WHAT YOU WILL DO: Pick out each line in the material below that contains the word "collar" and copy those lines.

(Rows from a pointing dataset)
⟨

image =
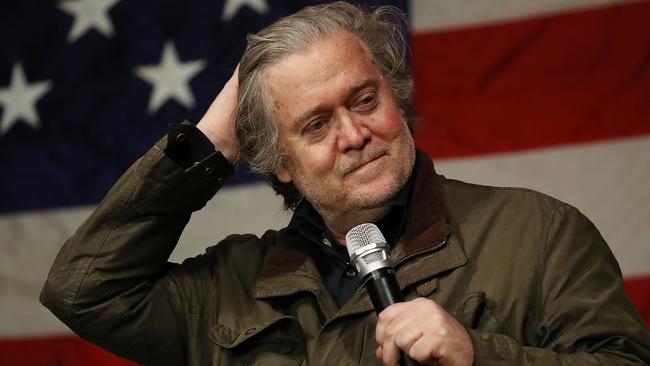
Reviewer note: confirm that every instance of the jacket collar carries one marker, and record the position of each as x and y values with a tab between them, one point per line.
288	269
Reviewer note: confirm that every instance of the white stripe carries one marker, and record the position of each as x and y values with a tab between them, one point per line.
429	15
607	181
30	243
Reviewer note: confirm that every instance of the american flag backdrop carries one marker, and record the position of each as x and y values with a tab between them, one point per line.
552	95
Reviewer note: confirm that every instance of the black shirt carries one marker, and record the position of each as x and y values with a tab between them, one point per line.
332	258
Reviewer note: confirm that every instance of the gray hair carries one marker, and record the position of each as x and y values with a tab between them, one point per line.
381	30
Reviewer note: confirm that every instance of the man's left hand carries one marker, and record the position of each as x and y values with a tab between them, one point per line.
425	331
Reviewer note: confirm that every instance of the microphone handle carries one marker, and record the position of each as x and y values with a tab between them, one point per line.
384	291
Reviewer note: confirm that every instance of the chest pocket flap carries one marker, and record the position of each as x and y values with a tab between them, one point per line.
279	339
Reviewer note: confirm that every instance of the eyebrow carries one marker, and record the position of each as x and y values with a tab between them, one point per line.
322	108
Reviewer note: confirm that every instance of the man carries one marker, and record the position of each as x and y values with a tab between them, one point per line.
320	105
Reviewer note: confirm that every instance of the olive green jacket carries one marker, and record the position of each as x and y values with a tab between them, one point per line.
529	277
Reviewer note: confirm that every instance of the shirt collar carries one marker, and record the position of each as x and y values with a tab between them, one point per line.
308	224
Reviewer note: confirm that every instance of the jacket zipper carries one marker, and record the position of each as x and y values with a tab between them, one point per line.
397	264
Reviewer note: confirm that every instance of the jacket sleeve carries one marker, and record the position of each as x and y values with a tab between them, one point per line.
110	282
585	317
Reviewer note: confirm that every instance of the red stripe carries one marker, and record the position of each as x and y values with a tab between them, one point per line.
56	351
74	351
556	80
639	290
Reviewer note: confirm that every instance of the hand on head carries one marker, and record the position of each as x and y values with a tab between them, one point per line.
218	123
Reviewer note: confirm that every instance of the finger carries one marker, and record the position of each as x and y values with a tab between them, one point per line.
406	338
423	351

⟩
⟨

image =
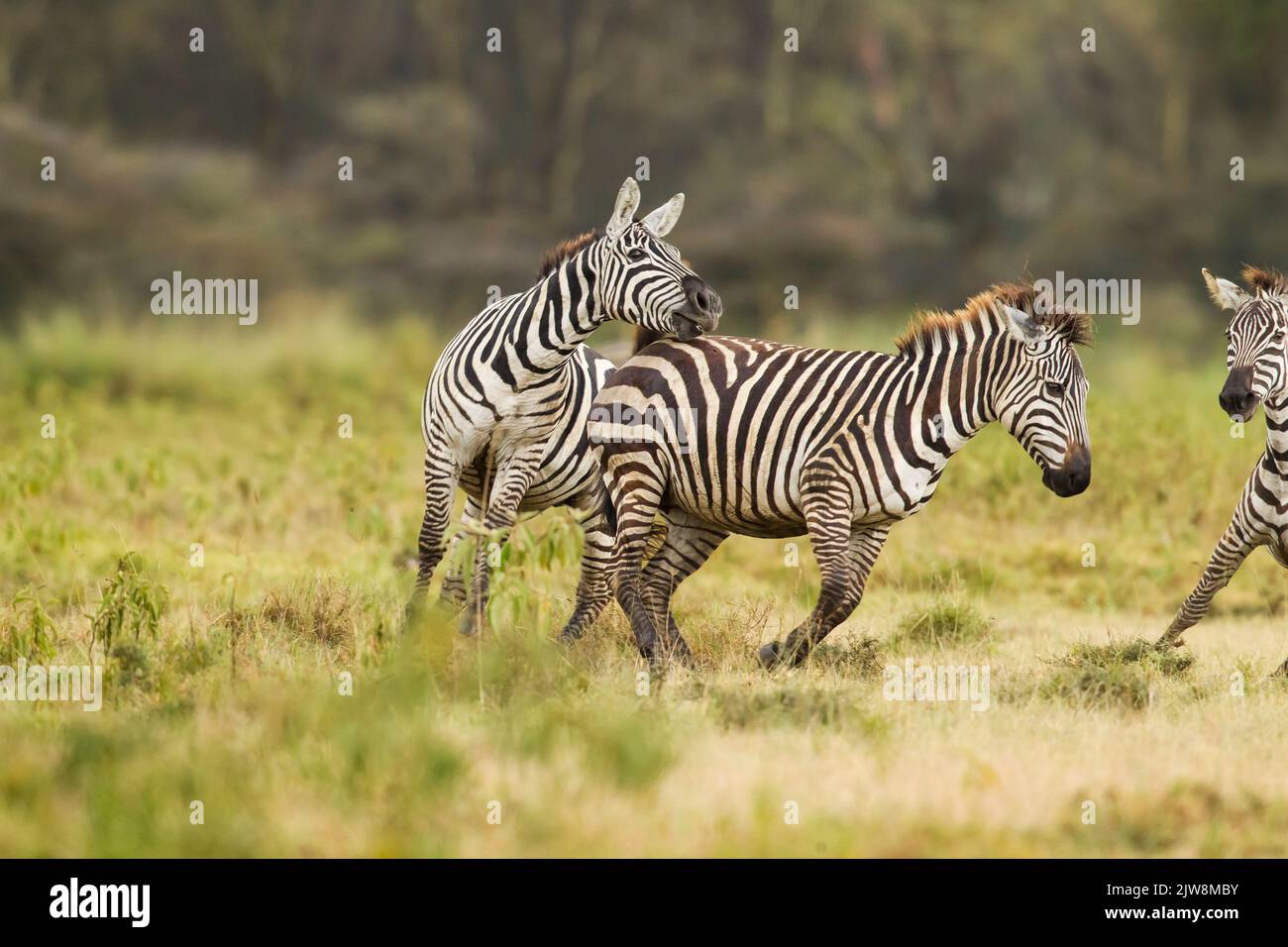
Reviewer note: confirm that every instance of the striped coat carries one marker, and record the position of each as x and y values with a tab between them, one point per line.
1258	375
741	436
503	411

⟩

WRITTEN SOLUTION:
Reviewer note: confirm that every instance of the jacket collar carries one marker, and record the position of each as x and y values with a tab between them, one point per line.
Reviewer note: confirm that every instance of the shirt collar carries one marker, and record the position of each as x and y values with a tab between them, one point per line.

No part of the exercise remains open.